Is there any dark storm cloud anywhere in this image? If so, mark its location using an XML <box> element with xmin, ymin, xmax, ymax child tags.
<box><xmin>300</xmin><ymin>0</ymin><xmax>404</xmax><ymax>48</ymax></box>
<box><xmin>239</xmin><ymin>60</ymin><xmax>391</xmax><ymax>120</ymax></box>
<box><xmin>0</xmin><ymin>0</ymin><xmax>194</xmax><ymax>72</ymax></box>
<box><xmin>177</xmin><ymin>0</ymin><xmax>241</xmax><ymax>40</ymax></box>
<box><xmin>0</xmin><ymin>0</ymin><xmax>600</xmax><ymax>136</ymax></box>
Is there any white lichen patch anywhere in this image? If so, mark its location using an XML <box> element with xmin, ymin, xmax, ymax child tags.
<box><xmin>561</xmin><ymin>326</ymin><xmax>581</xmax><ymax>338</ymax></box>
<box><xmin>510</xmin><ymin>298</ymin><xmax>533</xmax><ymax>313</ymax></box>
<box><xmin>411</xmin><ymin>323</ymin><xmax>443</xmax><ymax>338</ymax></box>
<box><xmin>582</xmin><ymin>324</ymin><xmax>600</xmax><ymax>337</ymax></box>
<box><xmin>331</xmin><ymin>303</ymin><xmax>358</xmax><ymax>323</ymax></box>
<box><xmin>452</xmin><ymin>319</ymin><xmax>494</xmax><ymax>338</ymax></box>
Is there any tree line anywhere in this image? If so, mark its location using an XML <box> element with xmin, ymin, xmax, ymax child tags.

§

Exercise description: Present all of the rows above as a numbered list, leaving out any blank lines.

Answer for the task:
1. Is there any dark storm cloud anywhere in this image? If so, mark its location using an XML <box> element with xmin, ymin, xmax, ymax child tags.
2. <box><xmin>300</xmin><ymin>0</ymin><xmax>404</xmax><ymax>48</ymax></box>
3. <box><xmin>239</xmin><ymin>60</ymin><xmax>391</xmax><ymax>120</ymax></box>
4. <box><xmin>0</xmin><ymin>0</ymin><xmax>194</xmax><ymax>72</ymax></box>
5. <box><xmin>177</xmin><ymin>0</ymin><xmax>241</xmax><ymax>40</ymax></box>
6. <box><xmin>0</xmin><ymin>0</ymin><xmax>600</xmax><ymax>136</ymax></box>
7. Is there any white lichen patch anywhere in this image? If so, mark its location using an XML <box> element with xmin, ymin, xmax, ymax child tags.
8. <box><xmin>561</xmin><ymin>326</ymin><xmax>581</xmax><ymax>338</ymax></box>
9. <box><xmin>510</xmin><ymin>298</ymin><xmax>533</xmax><ymax>313</ymax></box>
10. <box><xmin>411</xmin><ymin>323</ymin><xmax>443</xmax><ymax>338</ymax></box>
11. <box><xmin>582</xmin><ymin>324</ymin><xmax>600</xmax><ymax>337</ymax></box>
12. <box><xmin>331</xmin><ymin>303</ymin><xmax>358</xmax><ymax>323</ymax></box>
13. <box><xmin>452</xmin><ymin>319</ymin><xmax>494</xmax><ymax>338</ymax></box>
14. Is there any tree line anywhere in this image? If so, mark its location using an XML <box> element with xmin, ymin, xmax, ymax child tags.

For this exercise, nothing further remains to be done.